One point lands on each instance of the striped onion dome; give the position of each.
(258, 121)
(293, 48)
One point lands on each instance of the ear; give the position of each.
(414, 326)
- - -
**WHAT TO WORK ON**
Please set down the entire material above exactly as presented.

**WRITTEN ANSWER**
One point lands on each instance of the striped onion dome; give the position of each.
(258, 121)
(293, 48)
One point lands on each instance of the ear; give the position of each.
(414, 326)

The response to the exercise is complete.